> [IHRE AUFGABE]: Schreiben Sie aus dem Zeitungsartikel über den Bahnchef einen Abschnitt wortgetreu ab. Beginnen Sie bei den Worten "Hamburg. Der Anruf", und hören Sie nach "Bodenhaftung verlieren ." auf.

> [AUSZUG ZEITUNGSARTIKEL]:
---+---

Topmanager gelten oft als abgehoben. Doch zum Check ihrer Produkte begeben sie sich auch mal an die Basis und tauchen sogar in Badezimmern auf.

Hamburg. Der Anruf kam gegen Mittag. Sandra Lindner war gerade dabei, das Essen für ihre vierköpfige Familie zu kochen, als sich am Telefon ein freundlicher Herr meldete: "Hier ist der Chef der Deutschen Bahn. Sie hatten mir einen Brief geschrieben." Der Vorsitzenden des Elternbeirats einer Grundschule fiel daraufhin fast der Kochlöffel aus der Hand. "Man hat ja nicht jeden Tag den Chef eines Großkonzerns am Telefon", erzählt sie dem Abendblatt.

Bei Rüdiger Grube, dem Vorstandsvorsitzenden der Deutschen Bahn, sind solche Anrufe allerdings keine Seltenheit. Täglich, so heißt es aus seinem Umfeld, arbeite der Manager die Briefe und E-Mails von Kunden durch und kümmere sich um deren Probleme gern persönlich. Der kumpelhaft auftretende Konzernchef, der im Zug schon mal ein Gespräch mit der Putzfrau anfängt, wolle auf diese Weise nicht die Bodenhaftung verlieren .

Im Fall von Sandra Lindner ging es um die fehlende Böschung an der S-Bahn, die dazu führte, dass viele Kinder nach der Schule im Ort Riemerling auf den Gleisen herumturnten. Grube hörte sich das Problem an, reiste einige Wochen später in den Ort in der Nähe von München und suchte eine Lösung mit dem Bürgermeister. Heute gibt es einen Zaun, der das Betreten der Gleise verhindert. "Ich war sehr beeindruckt, dass sich ein Unternehmenschef für ein solch vermeintlich kleines Problem engagiert", sagt Sandra Lindner. "Das hat mein Bild von der Deutschen Bahn nachhaltig verändert."

---+---

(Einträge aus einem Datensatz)
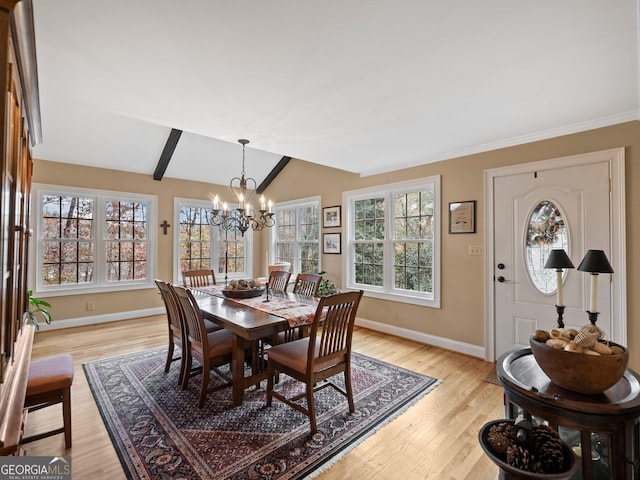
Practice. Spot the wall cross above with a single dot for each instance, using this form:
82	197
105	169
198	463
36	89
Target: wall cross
164	225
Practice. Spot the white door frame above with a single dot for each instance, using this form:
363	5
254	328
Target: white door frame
615	158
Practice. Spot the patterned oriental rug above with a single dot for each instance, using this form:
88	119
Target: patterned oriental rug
159	432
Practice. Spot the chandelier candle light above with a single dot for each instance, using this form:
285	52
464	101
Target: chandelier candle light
559	260
243	217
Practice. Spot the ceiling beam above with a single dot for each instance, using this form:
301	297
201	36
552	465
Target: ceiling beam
273	174
167	153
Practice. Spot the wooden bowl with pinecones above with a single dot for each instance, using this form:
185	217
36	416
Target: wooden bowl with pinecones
543	456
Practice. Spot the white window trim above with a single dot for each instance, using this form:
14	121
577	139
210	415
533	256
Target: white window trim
385	293
179	202
100	254
301	202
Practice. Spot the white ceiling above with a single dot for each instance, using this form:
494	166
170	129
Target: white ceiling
367	86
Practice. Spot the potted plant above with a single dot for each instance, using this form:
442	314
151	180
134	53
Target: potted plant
37	307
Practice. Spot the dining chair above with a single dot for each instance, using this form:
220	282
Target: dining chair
307	284
279	280
211	350
313	359
177	328
198	278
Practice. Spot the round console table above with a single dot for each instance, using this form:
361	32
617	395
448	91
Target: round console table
607	425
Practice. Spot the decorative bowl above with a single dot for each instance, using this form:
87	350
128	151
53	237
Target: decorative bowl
570	463
249	293
579	372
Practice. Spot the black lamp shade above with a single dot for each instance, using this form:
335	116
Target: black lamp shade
558	258
595	261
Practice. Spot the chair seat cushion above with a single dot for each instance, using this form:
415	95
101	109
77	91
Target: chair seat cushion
49	374
294	355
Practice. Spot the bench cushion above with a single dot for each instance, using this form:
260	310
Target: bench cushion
49	374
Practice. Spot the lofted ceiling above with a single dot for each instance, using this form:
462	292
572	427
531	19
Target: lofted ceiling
367	86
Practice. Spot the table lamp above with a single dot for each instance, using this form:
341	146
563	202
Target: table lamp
594	262
559	259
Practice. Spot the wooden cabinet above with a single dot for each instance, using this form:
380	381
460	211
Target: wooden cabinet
19	131
604	429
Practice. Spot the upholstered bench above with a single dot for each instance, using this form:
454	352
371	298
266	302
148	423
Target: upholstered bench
49	383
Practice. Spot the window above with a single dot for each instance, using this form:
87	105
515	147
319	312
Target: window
200	245
89	240
296	234
546	231
393	235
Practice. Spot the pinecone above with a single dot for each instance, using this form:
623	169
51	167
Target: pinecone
551	456
548	449
522	459
500	437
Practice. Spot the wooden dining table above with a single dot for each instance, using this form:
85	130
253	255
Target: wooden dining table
248	326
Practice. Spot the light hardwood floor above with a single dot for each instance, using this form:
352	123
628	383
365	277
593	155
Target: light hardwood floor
435	439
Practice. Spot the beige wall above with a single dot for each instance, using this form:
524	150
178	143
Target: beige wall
461	316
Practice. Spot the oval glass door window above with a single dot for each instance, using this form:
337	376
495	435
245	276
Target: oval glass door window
546	230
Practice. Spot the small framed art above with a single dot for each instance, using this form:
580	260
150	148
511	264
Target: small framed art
462	217
331	242
331	216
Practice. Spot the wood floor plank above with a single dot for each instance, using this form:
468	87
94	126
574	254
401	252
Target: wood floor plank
436	438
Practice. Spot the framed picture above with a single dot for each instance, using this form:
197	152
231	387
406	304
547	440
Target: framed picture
331	216
462	217
331	242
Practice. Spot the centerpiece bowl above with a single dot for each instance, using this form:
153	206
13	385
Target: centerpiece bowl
580	372
249	293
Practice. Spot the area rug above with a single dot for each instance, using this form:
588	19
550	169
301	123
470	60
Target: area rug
159	432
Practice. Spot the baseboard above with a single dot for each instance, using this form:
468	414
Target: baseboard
454	345
96	319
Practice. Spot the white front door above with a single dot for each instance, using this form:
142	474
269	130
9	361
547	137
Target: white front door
534	212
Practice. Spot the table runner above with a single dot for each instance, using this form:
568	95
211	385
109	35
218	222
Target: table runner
296	313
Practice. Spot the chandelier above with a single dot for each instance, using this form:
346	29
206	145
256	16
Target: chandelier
245	216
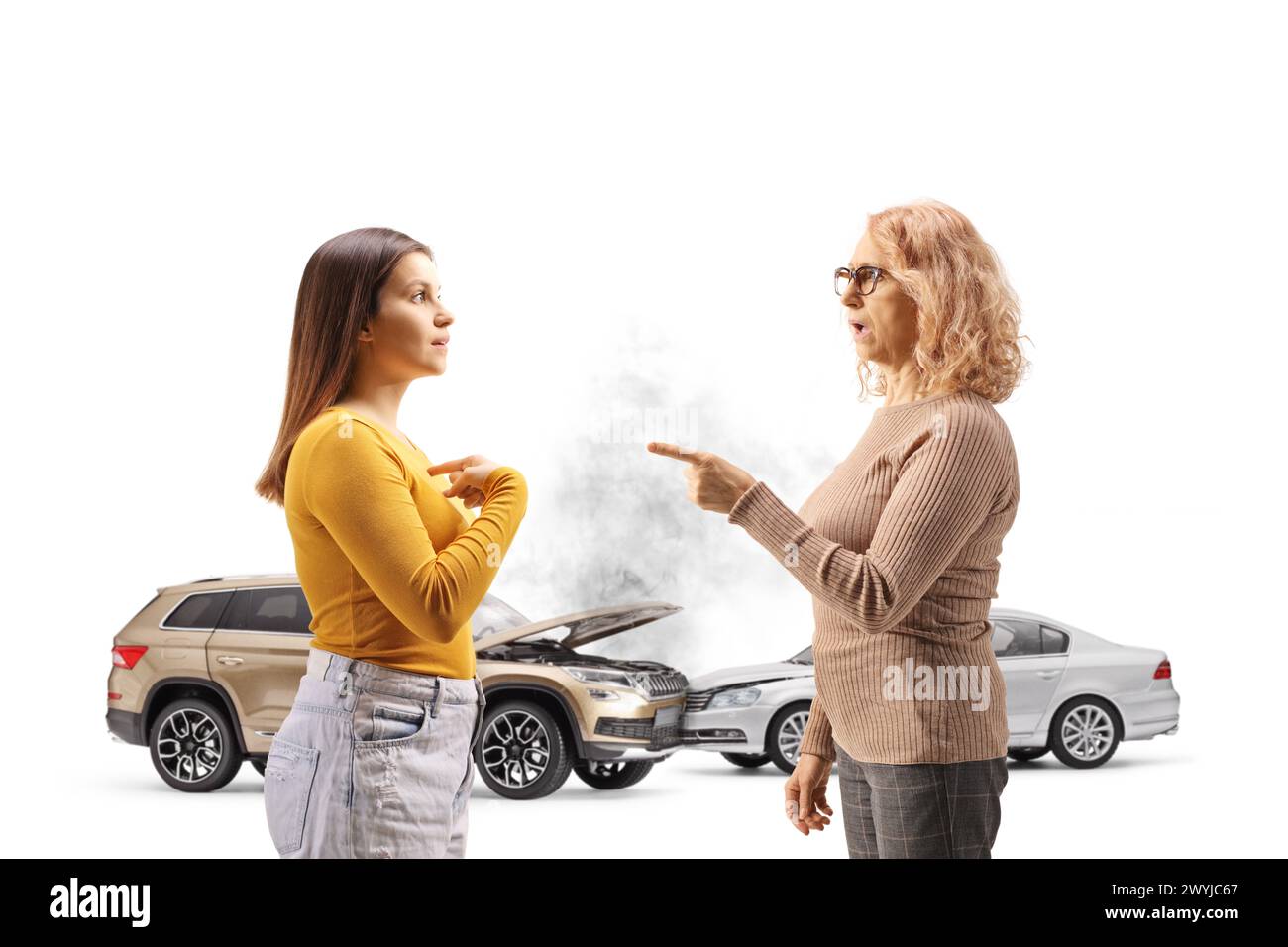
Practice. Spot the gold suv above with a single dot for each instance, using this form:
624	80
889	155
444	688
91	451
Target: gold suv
205	674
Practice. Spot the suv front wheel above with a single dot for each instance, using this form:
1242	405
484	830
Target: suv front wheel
522	753
193	746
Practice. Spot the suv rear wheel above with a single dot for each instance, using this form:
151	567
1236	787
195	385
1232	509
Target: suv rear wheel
522	751
193	746
612	774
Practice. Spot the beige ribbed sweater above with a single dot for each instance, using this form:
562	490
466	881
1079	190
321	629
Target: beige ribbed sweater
900	549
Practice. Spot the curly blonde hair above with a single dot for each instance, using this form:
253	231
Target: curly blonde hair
967	315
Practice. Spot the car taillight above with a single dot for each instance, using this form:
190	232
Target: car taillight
128	655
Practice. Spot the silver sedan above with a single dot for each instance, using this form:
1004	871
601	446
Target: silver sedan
1067	690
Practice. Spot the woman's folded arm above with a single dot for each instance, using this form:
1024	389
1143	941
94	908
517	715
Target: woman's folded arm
357	488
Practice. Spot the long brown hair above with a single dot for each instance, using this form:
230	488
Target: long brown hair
969	315
339	291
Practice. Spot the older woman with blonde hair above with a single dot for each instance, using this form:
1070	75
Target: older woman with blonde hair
900	547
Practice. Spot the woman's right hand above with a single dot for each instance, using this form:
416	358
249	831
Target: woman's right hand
467	474
805	793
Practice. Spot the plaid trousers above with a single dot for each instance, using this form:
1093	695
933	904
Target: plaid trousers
921	809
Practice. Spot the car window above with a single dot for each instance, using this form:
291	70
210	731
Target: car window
1054	642
269	609
493	615
1016	638
198	611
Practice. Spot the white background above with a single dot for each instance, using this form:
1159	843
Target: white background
639	208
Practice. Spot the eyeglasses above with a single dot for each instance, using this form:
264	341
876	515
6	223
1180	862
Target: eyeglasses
867	279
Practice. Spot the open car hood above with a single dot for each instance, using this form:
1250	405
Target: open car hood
585	626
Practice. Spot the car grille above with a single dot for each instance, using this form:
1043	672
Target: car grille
632	728
697	699
664	684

---+---

> [VOLLSTÄNDIGE LÖSUNG]:
Hamburg. Der Anruf kam gegen Mittag. Sandra Lindner war gerade dabei, das Essen für ihre vierköpfige Familie zu kochen, als sich am Telefon ein freundlicher Herr meldete: "Hier ist der Chef der Deutschen Bahn. Sie hatten mir einen Brief geschrieben." Der Vorsitzenden des Elternbeirats einer Grundschule fiel daraufhin fast der Kochlöffel aus der Hand. "Man hat ja nicht jeden Tag den Chef eines Großkonzerns am Telefon", erzählt sie dem Abendblatt.

Bei Rüdiger Grube, dem Vorstandsvorsitzenden der Deutschen Bahn, sind solche Anrufe allerdings keine Seltenheit. Täglich, so heißt es aus seinem Umfeld, arbeite der Manager die Briefe und E-Mails von Kunden durch und kümmere sich um deren Probleme gern persönlich. Der kumpelhaft auftretende Konzernchef, der im Zug schon mal ein Gespräch mit der Putzfrau anfängt, wolle auf diese Weise nicht die Bodenhaftung verlieren .